▸ Records for this task:
== == ==

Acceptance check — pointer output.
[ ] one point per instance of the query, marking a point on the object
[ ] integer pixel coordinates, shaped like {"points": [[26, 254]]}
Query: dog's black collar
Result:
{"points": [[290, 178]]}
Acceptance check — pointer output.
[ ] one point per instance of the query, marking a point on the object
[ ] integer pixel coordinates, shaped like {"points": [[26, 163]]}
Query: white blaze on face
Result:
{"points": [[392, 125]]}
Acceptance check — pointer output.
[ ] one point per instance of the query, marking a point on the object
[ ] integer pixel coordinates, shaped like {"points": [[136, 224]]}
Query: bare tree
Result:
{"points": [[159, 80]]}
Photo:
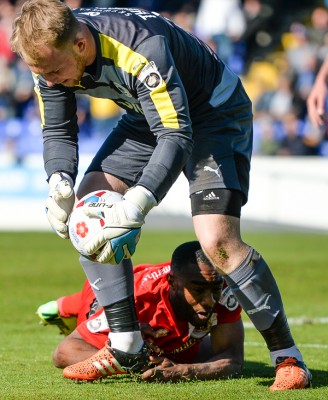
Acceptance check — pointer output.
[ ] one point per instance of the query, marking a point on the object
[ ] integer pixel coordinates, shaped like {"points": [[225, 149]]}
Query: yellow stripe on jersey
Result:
{"points": [[40, 100], [165, 107], [132, 62]]}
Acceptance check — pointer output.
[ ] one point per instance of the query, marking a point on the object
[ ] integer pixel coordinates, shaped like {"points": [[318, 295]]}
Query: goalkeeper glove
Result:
{"points": [[120, 233], [60, 202]]}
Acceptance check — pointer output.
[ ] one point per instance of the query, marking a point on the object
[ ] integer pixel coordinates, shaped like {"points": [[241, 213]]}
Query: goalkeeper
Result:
{"points": [[185, 112], [179, 303]]}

== == ==

▸ Description of the task:
Repeat all of the material above word for word, leaving out the pictures.

▸ Solution to this task:
Acceptance check — pointer output.
[ ] one point per instance of the query, marking a point on the object
[ ] integer pixel coordinates, shaped like {"points": [[26, 254]]}
Query: dog's black collar
Result:
{"points": [[290, 178]]}
Acceptance check — pointer output.
[ ] one point per instance of the query, marking a point on the object
[ ] integer pixel coordinates, shaped like {"points": [[26, 163]]}
Query: white blaze on face
Result:
{"points": [[392, 125]]}
Acceptance check — pointer output.
[ ] one point per instance of the query, marking a point on the object
[ ] integer pixel coordinates, shaped like {"points": [[136, 224]]}
Query: bare tree
Result:
{"points": [[159, 80]]}
Photo:
Acceptance check — pointer output.
[ ] one point per instance of the query, marking a point on the object
[ ] integer pixel coordinates, shaped like {"points": [[225, 149]]}
Query: yellow stripe on jersey
Result:
{"points": [[40, 100], [165, 107], [132, 62]]}
Acceptance check — pointer output.
[ ] one point per instance of the query, marking a point on the object
[ ] integer pixel coordinates, shaped like {"points": [[318, 295]]}
Query: goalkeeper glove
Result:
{"points": [[120, 233], [60, 202]]}
Acceptance check — pointer output.
[ ] one point per instance of the query, marking a point on the object
[ ] integer pixel coordinates, shaped like {"points": [[241, 213]]}
Query: goalkeeper
Result:
{"points": [[185, 112], [179, 303]]}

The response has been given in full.